══ MATERIAL FOR THIS EXERCISE ══
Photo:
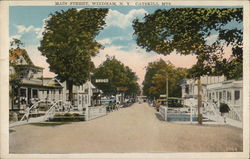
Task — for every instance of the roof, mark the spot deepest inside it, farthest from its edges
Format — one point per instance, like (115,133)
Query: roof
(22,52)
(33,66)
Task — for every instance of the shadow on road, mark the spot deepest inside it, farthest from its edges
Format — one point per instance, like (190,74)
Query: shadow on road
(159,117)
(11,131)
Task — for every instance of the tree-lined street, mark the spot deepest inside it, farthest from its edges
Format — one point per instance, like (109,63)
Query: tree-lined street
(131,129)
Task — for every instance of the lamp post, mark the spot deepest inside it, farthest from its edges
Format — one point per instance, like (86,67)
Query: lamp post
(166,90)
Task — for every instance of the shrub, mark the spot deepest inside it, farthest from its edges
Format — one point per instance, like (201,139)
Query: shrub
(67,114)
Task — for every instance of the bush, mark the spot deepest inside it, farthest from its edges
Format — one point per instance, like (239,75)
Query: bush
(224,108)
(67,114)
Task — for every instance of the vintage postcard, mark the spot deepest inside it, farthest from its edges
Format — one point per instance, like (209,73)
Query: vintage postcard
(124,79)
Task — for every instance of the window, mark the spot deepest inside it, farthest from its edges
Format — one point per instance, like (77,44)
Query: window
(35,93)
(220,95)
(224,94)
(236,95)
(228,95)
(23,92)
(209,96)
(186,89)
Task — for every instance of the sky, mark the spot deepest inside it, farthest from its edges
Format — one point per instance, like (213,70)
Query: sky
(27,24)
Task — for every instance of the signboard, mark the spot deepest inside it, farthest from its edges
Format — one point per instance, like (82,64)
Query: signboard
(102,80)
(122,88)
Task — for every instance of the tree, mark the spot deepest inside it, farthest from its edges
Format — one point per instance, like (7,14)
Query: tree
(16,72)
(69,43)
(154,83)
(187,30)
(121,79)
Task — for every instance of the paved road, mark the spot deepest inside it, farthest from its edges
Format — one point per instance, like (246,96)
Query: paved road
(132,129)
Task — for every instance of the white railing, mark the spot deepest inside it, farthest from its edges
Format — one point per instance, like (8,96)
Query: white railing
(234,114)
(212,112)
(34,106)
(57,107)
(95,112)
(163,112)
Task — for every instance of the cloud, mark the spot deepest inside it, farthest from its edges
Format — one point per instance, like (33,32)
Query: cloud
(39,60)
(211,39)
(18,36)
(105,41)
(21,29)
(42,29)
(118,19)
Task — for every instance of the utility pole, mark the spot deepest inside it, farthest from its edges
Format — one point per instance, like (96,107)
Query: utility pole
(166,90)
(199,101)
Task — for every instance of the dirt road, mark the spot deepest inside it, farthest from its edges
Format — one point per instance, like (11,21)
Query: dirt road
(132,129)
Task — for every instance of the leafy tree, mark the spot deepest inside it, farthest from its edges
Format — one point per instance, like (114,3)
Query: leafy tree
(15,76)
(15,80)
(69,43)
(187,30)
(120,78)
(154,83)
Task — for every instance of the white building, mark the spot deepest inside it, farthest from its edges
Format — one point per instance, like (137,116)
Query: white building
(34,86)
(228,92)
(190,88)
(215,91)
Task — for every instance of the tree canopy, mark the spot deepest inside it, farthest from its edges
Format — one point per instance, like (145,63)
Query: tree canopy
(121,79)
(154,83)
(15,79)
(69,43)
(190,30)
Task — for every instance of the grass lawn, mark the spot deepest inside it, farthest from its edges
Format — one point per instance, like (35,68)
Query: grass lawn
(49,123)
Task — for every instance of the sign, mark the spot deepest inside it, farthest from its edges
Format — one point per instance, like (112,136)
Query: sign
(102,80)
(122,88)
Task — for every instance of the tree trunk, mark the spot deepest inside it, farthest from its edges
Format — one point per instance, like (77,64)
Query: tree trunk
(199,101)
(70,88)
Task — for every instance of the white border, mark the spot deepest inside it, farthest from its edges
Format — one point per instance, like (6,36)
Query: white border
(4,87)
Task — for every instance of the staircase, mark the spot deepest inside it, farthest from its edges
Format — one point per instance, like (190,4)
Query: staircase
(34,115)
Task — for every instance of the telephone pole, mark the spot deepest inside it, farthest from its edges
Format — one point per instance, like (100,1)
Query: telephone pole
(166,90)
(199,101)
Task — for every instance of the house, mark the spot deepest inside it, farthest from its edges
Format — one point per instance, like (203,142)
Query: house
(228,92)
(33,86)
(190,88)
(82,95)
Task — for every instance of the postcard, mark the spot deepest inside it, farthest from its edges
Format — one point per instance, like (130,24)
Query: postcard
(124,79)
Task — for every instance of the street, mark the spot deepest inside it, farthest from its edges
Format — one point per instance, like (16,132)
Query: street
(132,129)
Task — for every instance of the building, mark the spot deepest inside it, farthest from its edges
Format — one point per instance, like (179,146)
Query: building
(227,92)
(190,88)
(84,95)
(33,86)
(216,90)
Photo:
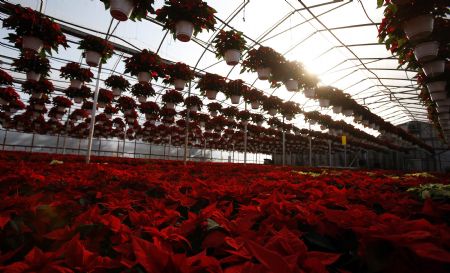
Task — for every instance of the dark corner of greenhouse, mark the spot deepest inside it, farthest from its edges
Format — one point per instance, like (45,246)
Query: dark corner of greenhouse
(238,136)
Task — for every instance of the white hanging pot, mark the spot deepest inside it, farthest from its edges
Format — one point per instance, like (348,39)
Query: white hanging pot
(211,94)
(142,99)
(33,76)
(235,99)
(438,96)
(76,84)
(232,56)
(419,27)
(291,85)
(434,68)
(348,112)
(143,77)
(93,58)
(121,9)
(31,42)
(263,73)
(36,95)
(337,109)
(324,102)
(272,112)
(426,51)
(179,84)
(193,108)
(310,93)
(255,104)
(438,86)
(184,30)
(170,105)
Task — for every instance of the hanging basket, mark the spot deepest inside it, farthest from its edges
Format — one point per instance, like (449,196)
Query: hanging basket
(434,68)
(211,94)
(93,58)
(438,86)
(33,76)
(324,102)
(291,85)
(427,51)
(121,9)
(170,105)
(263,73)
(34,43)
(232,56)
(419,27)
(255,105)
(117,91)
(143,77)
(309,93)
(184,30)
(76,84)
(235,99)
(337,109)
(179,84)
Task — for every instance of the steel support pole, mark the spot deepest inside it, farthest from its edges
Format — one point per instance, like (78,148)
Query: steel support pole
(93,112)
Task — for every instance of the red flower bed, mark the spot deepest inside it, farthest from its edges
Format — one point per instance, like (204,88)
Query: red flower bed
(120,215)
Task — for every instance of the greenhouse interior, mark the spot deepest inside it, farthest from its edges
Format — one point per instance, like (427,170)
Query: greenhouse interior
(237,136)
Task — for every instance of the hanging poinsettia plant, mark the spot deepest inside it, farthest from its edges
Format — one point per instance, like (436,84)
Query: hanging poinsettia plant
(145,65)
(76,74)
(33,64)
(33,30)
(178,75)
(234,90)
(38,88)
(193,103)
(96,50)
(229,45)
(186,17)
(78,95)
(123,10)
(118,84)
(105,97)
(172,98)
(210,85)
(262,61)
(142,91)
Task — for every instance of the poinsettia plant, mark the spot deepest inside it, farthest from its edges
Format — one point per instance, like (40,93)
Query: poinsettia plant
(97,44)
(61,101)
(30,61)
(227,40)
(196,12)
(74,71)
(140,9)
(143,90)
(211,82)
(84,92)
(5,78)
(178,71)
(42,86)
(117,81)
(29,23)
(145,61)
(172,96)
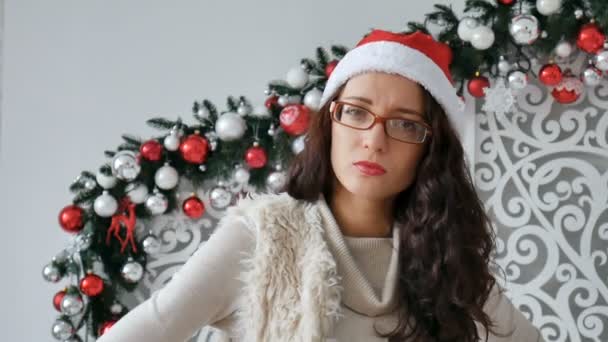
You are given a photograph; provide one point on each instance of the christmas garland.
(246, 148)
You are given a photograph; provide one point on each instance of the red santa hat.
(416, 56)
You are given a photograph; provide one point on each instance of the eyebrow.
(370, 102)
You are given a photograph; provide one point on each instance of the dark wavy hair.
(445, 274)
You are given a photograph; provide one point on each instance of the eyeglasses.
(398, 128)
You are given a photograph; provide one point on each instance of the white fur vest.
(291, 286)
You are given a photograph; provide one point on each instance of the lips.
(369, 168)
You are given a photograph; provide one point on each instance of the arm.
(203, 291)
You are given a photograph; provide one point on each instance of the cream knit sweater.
═══
Any picture in the material is to be dropped; the rest is repeated exactly.

Photo:
Task — for every instance of the roof, mark the spot deepest inside it, farthest from its edges
Format — one point per instance, like (115,133)
Query: roof
(22,52)
(33,66)
Task — for every instance of the shadow on road, mark the spot deepest inside it, farthest from its edges
Format — one point per instance, like (190,74)
Query: shadow on road
(159,117)
(11,131)
Task — for every instance of the tree-lined street, mark the spot deepest inside it, farthest from its edges
Format — one point per instance, like (109,63)
Query: tree-lined street
(131,129)
Task — for every instance of the lamp post, mark the spot deepest inside it, farthest from its edges
Format — one point per instance, like (86,67)
Query: lamp post
(166,90)
Task — for every instance of the shrub, mark the spot deepest inside it, farthest from its edges
Format — one point per instance, like (201,139)
Query: shrub
(67,114)
Task — for every instance of the bush, mark the spot deepest inside it, farthest from its edges
Format — one point per instance, like (239,75)
Query: bush
(224,108)
(67,114)
Task — for every instance of the vintage postcard, mark the spot deepest inside it, farthest from its edges
Format — one point per instance, like (209,73)
Query: vintage postcard
(124,79)
Task — for every instance of the window, mark the spot deepest inside it, farthest from its edges
Format — one point per instance, like (77,44)
Query: window
(35,93)
(220,95)
(224,94)
(236,95)
(228,95)
(23,92)
(209,96)
(186,89)
Task — for every instance of the sky, mark the spot deepest inside it, farthest from its edges
Format — one point per instance, like (213,70)
Query: sky
(27,24)
Task — for every instance of the signboard, mark the spot deepest inside it, farthest from its edges
Format — one point per instance, like (82,64)
Query: signboard
(102,80)
(122,88)
Task — for every instance of the tree, mark the spot deepest inside it, farthest from its edges
Format — one point per instance, like (7,14)
Query: tree
(16,72)
(69,43)
(154,83)
(187,30)
(121,79)
Task — for every instance of the paved road, mark the spot deepest inside it, farthest from its edges
Format — one point per instance, like (246,96)
Query: paved road
(132,129)
Task — for every instance of the white railing, mark the spot deepest inside it, farthest from its edges
Format — one point per instance, like (8,96)
Query: white railing
(234,114)
(212,112)
(34,106)
(57,107)
(95,112)
(163,112)
Task — for every instance of the cloud, mark the spot deepest inside it, farthest from its edges
Format — one point per instance, like (33,32)
Query: cloud
(39,60)
(211,39)
(18,36)
(105,41)
(21,29)
(42,29)
(118,19)
Task — for every instance of the utility pole, mark the spot deepest inside it, farthest from its edges
Format — one point per instance, like (96,107)
Query: utility pole
(166,90)
(199,101)
Task — for every instance of the dirt road, mark the spot deepest inside it, farthest from its edges
Format — one point per instance, like (11,21)
Query: dirt road
(132,129)
Task — for every instance of the leafy tree, mark the spot deepest inside it, farthest from its edges
Format — one point per instance, like (114,3)
Query: leafy tree
(15,76)
(15,80)
(69,43)
(187,30)
(120,78)
(154,83)
Task — for every instance of the white building, mark the spot deepest inside it, farthest from its edges
Format — one point per instance, like (137,116)
Query: white building
(34,86)
(228,92)
(190,88)
(215,91)
Task — for every instance of the tree canopy, mark the spot deepest inside it, farthest from its edges
Format — one point per instance, like (145,63)
Query: tree canopy
(121,79)
(154,83)
(15,79)
(69,43)
(190,30)
Task — for every instance of the grass lawn, mark the spot deepest inside it, farthest from its edges
Format — one point per instance, like (35,68)
Query: grass lawn
(49,123)
Task — for every instance of the sign, mark the spot deepest inside it, farthest from its edges
Format — one point per instance, like (112,136)
Query: sign
(102,80)
(122,88)
Task — for every instance of the tree trunk, mark the spot deepest inside it, farthest from its edges
Format — one point per instance, like (77,64)
Query: tree trunk
(199,101)
(70,88)
Task — for every instance of the white border, mark the spot deepest inside it, farthest from its edges
Format — one point per instance, like (6,36)
Query: white border
(4,87)
Task — for every instance of the staircase, mark the spot deepest inside it, farthest from its edges
Format — one point per instance, like (190,4)
Query: staircase
(34,115)
Task — for every instance of the telephone pole, mark the spot deepest inside it, farthest from its edges
Format — one point per instance, like (100,1)
Query: telephone pole
(166,90)
(199,101)
Task — for every instance of the house, mark the spot deepest inside it, farthest from its edges
Format — one point per instance, like (203,142)
Query: house
(228,92)
(33,86)
(190,88)
(82,95)
Task — for every instance of the postcard, mark the spot deepest inside it, farthest from its edges
Format — one point per instance, like (130,24)
Query: postcard
(124,79)
Task — for every instance of the street, mark the spot deepest inside it, farthest from its edges
Format — one point per instance, like (16,132)
Query: street
(132,129)
Task — for every instance of the building, mark the spot deepest inside it, farthest from its edges
Format — one point per instance, like (179,146)
Query: building
(227,92)
(190,88)
(84,95)
(33,86)
(216,90)
Photo:
Task — for every instance of the dark corner of greenhouse, mark the spot deepest inside it, farthest from its edges
Format — one point per instance, like (45,246)
Query: dark corner of greenhouse
(238,136)
Task — for every instance of the white hanging pot, mark the spot deepest inside it, farthest from its edges
Format — one point per instance, like (348,39)
Query: white hanging pot
(211,94)
(142,99)
(33,76)
(235,99)
(438,96)
(76,84)
(232,56)
(419,27)
(291,85)
(434,68)
(348,112)
(143,77)
(93,58)
(121,9)
(31,42)
(263,73)
(36,95)
(337,109)
(324,102)
(272,112)
(426,51)
(179,84)
(193,108)
(310,93)
(255,104)
(438,86)
(184,30)
(170,105)
Task — for every instance of the hanging basket, mark the spot deepest inside it, farthest from its edges
Format — one point per instance, like (449,196)
Query: hanging basket
(434,68)
(211,94)
(93,58)
(438,86)
(33,76)
(324,102)
(291,85)
(427,51)
(121,9)
(170,105)
(263,73)
(34,43)
(232,56)
(419,27)
(255,105)
(117,91)
(143,77)
(309,93)
(184,30)
(76,84)
(235,99)
(337,109)
(179,84)
Task — for every instance of the steel support pole, mark the spot deepest inside it, farthest from its edges
Format — one point per instance, like (78,148)
Query: steel support pole
(93,112)
Task — for every instance of the red flower bed, mark the spot deepest inside it, farthest from its edges
Format — one point per instance, like (204,88)
Query: red flower bed
(120,215)
Task — for every instance of the greenhouse interior, mark the spot deepest inside it, farthest from its edges
Format — one point per instance, like (427,170)
Query: greenhouse interior
(237,136)
Task — for every instance of the hanging poinsettia plant, mark the spot deepest inside it, farthest from its edges
Format — one point per instance, like (436,84)
Query: hanging poinsettia plant
(145,65)
(76,74)
(33,64)
(33,30)
(178,75)
(234,90)
(38,88)
(193,103)
(96,50)
(229,45)
(186,17)
(78,95)
(123,10)
(118,84)
(105,97)
(172,98)
(210,85)
(262,61)
(142,91)
Task — for every instance of the poinsettia plant, mark the spot deepest inside it, farthest from its edges
Format — one point per instance, like (40,93)
Query: poinsettia plant
(97,44)
(61,101)
(30,61)
(227,40)
(196,12)
(74,71)
(140,9)
(143,90)
(211,82)
(84,92)
(5,78)
(178,71)
(42,86)
(117,81)
(29,23)
(145,61)
(172,96)
You are given a photograph; provide one point on each instance of the christmas garland.
(246, 148)
You are given a photograph; provide one point on each instance of the red santa hat.
(416, 56)
You are given a photograph; provide one point on each instance of the eyebrow.
(370, 102)
You are given a photograph; provide one point on each instance of the dark wavy hair.
(445, 274)
You are given a photograph; provide one point on each instance of the eyeglasses.
(398, 128)
You are given a photograph; provide one point on each instance of the white fur vest.
(291, 286)
You are given a photograph; provide one point on each instance of the lips.
(369, 168)
You are given a photograph; provide one point on each instance of the arm.
(203, 291)
You are given a photograph; provide one point on each instance of the cream knit sweater.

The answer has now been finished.